-- Start DATA IN THIS EXERCISE --

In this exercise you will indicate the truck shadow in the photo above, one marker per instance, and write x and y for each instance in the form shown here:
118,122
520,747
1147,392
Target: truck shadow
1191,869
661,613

-- End DATA IN THIS EXERCISE --

• [WHAT NEEDS TO BE DONE] Please rescale the data above by writing out every line again with no changes except to the answer coordinates. Multiply each of those coordinates by 0.2 and round it to a whole number, rounding halves up.

• [REPLY]
In this exercise you will indicate the truck shadow in the photo above, one marker per instance, and write x and y for each instance in the form shown here:
118,122
520,747
1147,392
Target: truck shadow
238,174
132,123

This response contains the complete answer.